**PROBLEM DESCRIPTION**
Please copy, exactly as they appear below, the lines from the one containing "Point to the bare tree trunk." through the one containing "Put a marker on every instance of the cardboard".

**PROVIDED DATA**
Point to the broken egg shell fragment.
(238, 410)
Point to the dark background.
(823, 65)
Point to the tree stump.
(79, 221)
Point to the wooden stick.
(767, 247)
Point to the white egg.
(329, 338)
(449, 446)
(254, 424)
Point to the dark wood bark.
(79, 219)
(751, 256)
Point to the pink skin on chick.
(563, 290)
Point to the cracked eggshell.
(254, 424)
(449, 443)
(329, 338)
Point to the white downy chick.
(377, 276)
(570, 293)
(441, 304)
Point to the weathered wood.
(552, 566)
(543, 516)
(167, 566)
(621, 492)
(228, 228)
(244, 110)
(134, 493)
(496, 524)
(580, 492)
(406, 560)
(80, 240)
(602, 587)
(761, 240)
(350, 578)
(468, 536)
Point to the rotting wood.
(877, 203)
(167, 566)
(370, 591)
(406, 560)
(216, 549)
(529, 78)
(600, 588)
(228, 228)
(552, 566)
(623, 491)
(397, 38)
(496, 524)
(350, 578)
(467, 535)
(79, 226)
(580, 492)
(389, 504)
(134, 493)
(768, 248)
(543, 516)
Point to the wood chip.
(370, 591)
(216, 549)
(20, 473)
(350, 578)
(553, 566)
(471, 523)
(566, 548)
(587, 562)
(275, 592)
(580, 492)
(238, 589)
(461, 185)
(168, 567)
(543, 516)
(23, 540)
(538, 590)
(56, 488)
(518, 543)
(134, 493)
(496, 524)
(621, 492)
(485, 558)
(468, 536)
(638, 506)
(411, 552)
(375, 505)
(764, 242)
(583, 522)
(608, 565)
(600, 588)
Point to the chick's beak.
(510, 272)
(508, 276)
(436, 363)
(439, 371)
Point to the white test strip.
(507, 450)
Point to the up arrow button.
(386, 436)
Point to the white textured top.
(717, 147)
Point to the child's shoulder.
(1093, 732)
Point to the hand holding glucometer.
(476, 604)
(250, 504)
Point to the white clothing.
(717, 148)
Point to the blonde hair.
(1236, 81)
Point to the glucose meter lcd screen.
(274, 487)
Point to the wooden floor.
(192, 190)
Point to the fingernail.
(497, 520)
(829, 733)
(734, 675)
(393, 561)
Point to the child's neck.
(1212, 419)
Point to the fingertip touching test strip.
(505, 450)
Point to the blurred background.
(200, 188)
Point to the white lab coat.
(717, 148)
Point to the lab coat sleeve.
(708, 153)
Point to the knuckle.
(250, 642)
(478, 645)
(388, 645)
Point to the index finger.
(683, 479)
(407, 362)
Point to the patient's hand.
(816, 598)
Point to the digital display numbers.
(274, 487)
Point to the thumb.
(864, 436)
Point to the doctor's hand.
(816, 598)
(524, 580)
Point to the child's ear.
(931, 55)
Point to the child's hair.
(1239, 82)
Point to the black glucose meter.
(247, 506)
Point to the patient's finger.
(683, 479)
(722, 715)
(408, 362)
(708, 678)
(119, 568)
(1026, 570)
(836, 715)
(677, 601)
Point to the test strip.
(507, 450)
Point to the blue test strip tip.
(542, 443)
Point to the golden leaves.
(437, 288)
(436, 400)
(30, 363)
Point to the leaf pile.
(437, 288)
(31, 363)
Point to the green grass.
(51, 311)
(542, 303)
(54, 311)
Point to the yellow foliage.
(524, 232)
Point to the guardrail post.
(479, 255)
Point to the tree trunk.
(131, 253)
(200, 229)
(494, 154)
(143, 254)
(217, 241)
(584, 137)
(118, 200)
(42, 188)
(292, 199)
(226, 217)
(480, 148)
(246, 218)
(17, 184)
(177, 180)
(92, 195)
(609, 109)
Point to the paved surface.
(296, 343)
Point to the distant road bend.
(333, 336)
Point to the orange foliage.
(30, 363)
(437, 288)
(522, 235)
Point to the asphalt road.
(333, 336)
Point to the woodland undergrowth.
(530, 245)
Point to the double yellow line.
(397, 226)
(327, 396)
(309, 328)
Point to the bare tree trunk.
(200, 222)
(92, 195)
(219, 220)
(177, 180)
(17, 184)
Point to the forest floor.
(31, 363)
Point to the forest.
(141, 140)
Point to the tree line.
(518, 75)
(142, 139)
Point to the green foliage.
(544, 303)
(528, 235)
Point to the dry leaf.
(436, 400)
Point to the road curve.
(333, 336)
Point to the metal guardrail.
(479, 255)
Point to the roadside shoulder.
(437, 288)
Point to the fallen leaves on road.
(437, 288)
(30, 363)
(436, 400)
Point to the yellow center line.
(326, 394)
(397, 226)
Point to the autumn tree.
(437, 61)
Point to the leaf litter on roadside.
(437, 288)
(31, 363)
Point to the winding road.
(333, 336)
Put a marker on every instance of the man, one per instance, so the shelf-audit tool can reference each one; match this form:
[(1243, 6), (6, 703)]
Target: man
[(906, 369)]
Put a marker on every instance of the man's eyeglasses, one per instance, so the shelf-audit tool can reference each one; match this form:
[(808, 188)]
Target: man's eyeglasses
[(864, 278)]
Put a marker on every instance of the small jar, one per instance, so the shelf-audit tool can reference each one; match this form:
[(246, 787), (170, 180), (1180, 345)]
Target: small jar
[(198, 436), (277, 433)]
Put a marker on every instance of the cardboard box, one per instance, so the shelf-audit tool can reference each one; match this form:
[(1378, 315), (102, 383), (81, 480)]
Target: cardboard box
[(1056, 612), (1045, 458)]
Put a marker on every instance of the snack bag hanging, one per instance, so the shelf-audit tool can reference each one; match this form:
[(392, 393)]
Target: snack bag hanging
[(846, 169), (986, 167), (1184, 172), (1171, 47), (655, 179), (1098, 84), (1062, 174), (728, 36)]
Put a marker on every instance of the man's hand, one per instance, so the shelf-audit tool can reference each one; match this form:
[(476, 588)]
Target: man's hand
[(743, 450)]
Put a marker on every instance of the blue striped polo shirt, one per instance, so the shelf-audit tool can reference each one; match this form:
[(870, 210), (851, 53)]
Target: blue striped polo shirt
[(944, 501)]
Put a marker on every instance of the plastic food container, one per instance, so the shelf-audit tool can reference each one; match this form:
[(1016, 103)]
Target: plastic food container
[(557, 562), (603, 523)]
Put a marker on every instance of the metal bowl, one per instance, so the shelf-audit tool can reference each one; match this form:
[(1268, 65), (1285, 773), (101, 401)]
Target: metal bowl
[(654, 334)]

**RESPONSE BELOW**
Point to the bare tree trunk.
(200, 222)
(92, 195)
(219, 220)
(177, 180)
(17, 184)
Point to the forest floor.
(31, 363)
Point to the forest.
(141, 140)
Point to the tree line.
(518, 75)
(142, 139)
Point to the green foliage.
(544, 303)
(528, 235)
Point to the dry leaf.
(436, 400)
Point to the road curve.
(333, 336)
Point to the metal guardrail.
(479, 255)
Point to the roadside shoulder.
(437, 288)
Point to the fallen leaves on road.
(437, 288)
(30, 363)
(436, 400)
Point to the yellow center line.
(326, 394)
(397, 226)
Point to the autumn tree.
(437, 61)
Point to the leaf litter on roadside.
(437, 288)
(31, 363)
Point to the winding road.
(333, 336)
Put a marker on every instance of the man, one per instance, so the shelf-audit tool can reference each one; match this form:
[(1243, 6), (6, 703)]
Target: man
[(906, 369)]
Put a marker on every instance of the man's eyeglasses, one per instance, so the shelf-audit tool can reference each one; match this form:
[(808, 188)]
Target: man's eyeglasses
[(864, 278)]
Put a marker on every instance of the small jar, one per instance, so the shelf-audit tool can reference each one; match this form:
[(246, 787), (170, 180), (1180, 345)]
Target: small jar
[(198, 436), (277, 433)]
Put a marker on every instance of the cardboard box, one per instance, so the shelf-audit tool can reference each one; match this form:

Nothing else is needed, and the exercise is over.